REQUIRED WORK:
Reproduce all entries verbatim, with nothing added or dropped.

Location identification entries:

★ ★ ★ ★ ★ ★ ★

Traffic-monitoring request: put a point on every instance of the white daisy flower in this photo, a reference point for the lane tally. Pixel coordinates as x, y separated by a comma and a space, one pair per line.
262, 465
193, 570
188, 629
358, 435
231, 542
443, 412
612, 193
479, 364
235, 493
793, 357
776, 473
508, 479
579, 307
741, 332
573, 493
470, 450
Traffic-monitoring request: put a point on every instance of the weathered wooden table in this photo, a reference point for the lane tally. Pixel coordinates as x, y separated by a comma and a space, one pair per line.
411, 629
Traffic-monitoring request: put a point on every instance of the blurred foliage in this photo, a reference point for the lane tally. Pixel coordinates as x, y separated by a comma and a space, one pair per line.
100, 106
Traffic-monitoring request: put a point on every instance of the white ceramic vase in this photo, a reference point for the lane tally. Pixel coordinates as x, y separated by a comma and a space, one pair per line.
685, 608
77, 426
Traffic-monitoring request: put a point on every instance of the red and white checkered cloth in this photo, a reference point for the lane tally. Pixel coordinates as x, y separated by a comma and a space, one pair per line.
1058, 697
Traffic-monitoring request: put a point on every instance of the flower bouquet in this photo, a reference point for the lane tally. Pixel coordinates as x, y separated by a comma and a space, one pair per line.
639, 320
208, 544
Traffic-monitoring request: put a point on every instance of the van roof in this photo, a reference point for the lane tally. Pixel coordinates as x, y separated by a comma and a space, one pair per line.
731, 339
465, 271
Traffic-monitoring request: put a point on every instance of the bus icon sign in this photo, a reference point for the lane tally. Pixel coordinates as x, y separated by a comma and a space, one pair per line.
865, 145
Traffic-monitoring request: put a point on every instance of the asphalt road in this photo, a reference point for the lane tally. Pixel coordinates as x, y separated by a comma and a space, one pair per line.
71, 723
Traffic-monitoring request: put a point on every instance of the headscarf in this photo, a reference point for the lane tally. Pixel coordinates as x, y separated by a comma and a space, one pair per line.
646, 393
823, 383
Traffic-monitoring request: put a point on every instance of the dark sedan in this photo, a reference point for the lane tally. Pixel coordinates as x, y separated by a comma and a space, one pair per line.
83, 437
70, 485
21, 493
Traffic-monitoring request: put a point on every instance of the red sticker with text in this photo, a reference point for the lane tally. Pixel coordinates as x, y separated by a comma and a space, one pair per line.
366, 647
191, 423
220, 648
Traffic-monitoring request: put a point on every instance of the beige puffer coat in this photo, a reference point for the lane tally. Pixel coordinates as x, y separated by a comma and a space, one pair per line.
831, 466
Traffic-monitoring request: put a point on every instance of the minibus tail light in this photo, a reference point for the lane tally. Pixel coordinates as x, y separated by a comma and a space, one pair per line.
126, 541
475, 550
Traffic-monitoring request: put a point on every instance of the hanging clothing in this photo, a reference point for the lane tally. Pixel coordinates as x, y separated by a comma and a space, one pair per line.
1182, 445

★ ★ ★ ★ ★ ★ ★

SOLUTION TO THE EXERCISE:
Traffic-monitoring request: put a point on every instance of the white daisy flower in this photo, a reference point for the lane tally. Pixel coordinates as x, y separated by a comma and a space, one pair per line.
262, 465
193, 570
188, 629
358, 435
231, 542
443, 412
612, 193
479, 364
235, 493
793, 357
776, 473
508, 479
579, 307
741, 332
573, 493
470, 450
Traffic-monitoring request: put a point on every instance of the weathered wooden table in this photo, a reference point for the lane tally. Pixel coordinates as x, y separated by a comma and a space, one pair per line.
411, 629
Traffic-monitoring request: put a point on every instance of the blurred foliage in this photo, a reference point for the lane tally. Pixel coordinates as x, y separated by a comma and a space, one pair per line.
100, 106
Traffic-monitoring request: put a point on every instance of the white ceramic vase in this photo, a reference point for the lane tally. Pixel coordinates as x, y separated by a comma and a space, one pair per line.
685, 608
77, 426
Traffic-monitoring request: put a point on every instance of the red and white checkered cloth in this photo, a reference point for the lane tally. Pixel coordinates as x, y separated by a comma and a space, one pair per line.
1058, 697
Traffic-monitoring request: put a point on every instance of the flower bouquet in this photo, a reference point for the lane tally. Pixel coordinates as x, y separated by a comma and a space, one pair per line.
639, 320
208, 544
Traffic-monitoring request: put a point on every instance of the van roof in this photo, a reference point for the lane tally. Pixel coordinates as x, y separated by a comma and a space, one pair per line.
731, 339
465, 271
Traffic-monitoring request: put a point on every instance of the bus icon sign in this photo, a reference point for the lane tally. Pixel coordinates as x, y separated by a comma and a space, one pair per line.
865, 145
Traffic-monitoring request: put a point on every instance of the asphalt road in this photo, a reference point for the lane tally. Pixel coordinates as x, y separated by a comma and a space, one pair per line.
71, 723
Traffic-monitoring request: put a point on every instance of the headscarf in this photo, a reference point for the lane tally. Pixel coordinates as x, y separated by a comma and a space, one pair per line.
646, 393
823, 383
Traffic-monitoring request: put a point on every instance of the dark sedan in this photo, a reference point for the lane tally. Pixel coordinates as x, y separated by a comma and a space, one pair per line.
83, 437
70, 485
21, 493
Traffic-monitoring request: put a point on every instance of the red sticker with text in this photo, a reference point for the lane tally. Pixel coordinates as x, y separated by a comma and a space, one pair per line.
366, 647
191, 423
220, 648
Traffic-monitoring request: put a point on every instance of the beige puffer coat in this photo, a reference point for the lane tally. Pixel coordinates as x, y separated by a comma and a space, one pair per line.
831, 466
Traffic-monitoring request: put a point on every instance of the minibus tail light in this photo, a reference point for the lane tally. Pixel coordinates as x, y separated by a comma and a space, one pair per line.
126, 541
475, 550
Traffic-monitoring request: put a point on every instance of the hanging clothing in this photo, a reference point for the lane tally. Pixel coordinates as x, y separated by a comma and a space, one pair per line.
1182, 445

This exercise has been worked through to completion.